Go through the listing and copy every line word for word.

[Stored data]
______________________________
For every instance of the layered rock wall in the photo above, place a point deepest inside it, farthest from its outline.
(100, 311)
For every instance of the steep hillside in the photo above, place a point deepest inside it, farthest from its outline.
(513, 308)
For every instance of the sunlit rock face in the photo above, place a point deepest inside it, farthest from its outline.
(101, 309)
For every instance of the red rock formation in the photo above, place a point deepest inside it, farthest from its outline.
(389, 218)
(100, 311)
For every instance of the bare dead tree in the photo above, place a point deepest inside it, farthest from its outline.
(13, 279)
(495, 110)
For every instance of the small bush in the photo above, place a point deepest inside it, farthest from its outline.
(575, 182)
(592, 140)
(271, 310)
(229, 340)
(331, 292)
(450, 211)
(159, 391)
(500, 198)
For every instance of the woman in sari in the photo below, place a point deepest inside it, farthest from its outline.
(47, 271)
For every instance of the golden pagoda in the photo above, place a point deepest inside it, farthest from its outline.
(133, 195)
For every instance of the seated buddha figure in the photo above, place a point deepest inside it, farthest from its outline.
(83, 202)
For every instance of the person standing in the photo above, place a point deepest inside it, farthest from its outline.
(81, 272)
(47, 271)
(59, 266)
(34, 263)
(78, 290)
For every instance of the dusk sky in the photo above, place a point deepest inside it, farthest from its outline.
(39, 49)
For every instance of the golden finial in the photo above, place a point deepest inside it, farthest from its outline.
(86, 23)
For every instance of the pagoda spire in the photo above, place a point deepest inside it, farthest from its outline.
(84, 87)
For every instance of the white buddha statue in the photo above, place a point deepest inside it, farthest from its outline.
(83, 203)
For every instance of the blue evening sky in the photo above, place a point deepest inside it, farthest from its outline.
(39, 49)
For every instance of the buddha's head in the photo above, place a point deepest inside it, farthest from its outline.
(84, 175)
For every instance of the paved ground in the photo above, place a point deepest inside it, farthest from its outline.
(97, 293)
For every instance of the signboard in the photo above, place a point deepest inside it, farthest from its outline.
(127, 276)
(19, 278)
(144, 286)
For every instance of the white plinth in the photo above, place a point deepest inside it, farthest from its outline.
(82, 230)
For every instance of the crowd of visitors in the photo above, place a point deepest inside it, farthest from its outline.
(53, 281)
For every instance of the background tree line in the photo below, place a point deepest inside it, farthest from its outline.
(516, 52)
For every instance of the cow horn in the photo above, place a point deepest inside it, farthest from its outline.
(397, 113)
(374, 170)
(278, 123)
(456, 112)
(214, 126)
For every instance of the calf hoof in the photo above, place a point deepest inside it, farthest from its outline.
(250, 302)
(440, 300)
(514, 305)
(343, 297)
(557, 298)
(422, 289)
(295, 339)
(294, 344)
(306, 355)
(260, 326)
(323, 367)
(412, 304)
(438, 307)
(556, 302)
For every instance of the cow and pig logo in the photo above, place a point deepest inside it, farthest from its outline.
______________________________
Task response:
For every instance of the layered rock wall in the photo above, place a point deepest inside it, farthest from its outline.
(100, 311)
For every instance of the steep hillside in the photo above, place a point deepest inside it, farthest from its outline.
(513, 308)
For every instance of the sunlit rock face in the photo above, place a point deepest inside it, farthest from its outline.
(101, 309)
For every instance of the red rock formation in the photo above, place a point deepest inside it, farthest from its outline.
(389, 218)
(100, 311)
For every instance of the bare dead tree in the photo above, place a point deepest inside it, farthest from its outline.
(13, 279)
(495, 110)
For every instance of the small bush in the photo above, place a point deepest inside it, farthest from its outline.
(575, 182)
(592, 140)
(271, 310)
(229, 340)
(331, 292)
(450, 211)
(159, 391)
(500, 198)
For every instance of the woman in sari in the photo below, place a point deepest inside it, farthest from its outline.
(47, 271)
For every instance of the golden pagoda in the photo above, place a point deepest inside it, farthest from its outline.
(133, 195)
For every instance of the seated buddha figure in the photo above, place a point deepest inside it, farthest from its outline.
(83, 202)
For every instance of the person standing in the photo above, place a point deepest inside it, farthest from its outline.
(81, 272)
(47, 271)
(59, 266)
(34, 263)
(78, 290)
For every instance of the dusk sky in the photo above, place a point deepest inside it, farthest from its outline.
(39, 49)
For every instance of the golden finial in the photo above, place a point deepest inside it, farthest from its outline.
(86, 23)
For every instance of the pagoda spire in the photo above, place a point deepest inside it, farthest from its outline.
(84, 87)
For every instance of the white buddha statue in the photo above, place a point deepest inside it, farthest from its outline.
(83, 203)
For every instance of the blue evening sky in the photo above, place a point deepest inside it, farthest from its outline.
(39, 49)
For every instance of the buddha's head in the photo above, place a point deepest inside it, farthest from its outline.
(84, 175)
For every instance of the paved ground in the photo above, place a point deepest inside it, farthest from its outline.
(97, 293)
For every instance of the signboard in the photo above, place a point deepest inside it, farthest from its outline.
(127, 276)
(19, 278)
(144, 286)
For every instance of the white plinth in the photo above, place a point deepest inside it, farthest from its outline.
(82, 230)
For every instance of the crowd of visitors in the photo above, place a point deepest inside it, farthest from its outline.
(53, 281)
For every instance of the background tree line in the photo below, place a point deepest inside it, farthest from its outline.
(516, 52)
For every instance of the cow horn in the photo above, place a point deepest inside it, farthest from its outline.
(397, 113)
(374, 170)
(278, 123)
(456, 112)
(214, 126)
For every instance of the calf hoof in the photo above, place a point deepest inside it, farthest from its outline.
(250, 302)
(440, 300)
(514, 305)
(343, 297)
(557, 298)
(422, 289)
(295, 339)
(294, 344)
(306, 355)
(260, 326)
(323, 367)
(412, 304)
(438, 307)
(556, 302)
For every instance of the cow and pig logo in the photo above, place a point deepest inside it, farthest from its outline.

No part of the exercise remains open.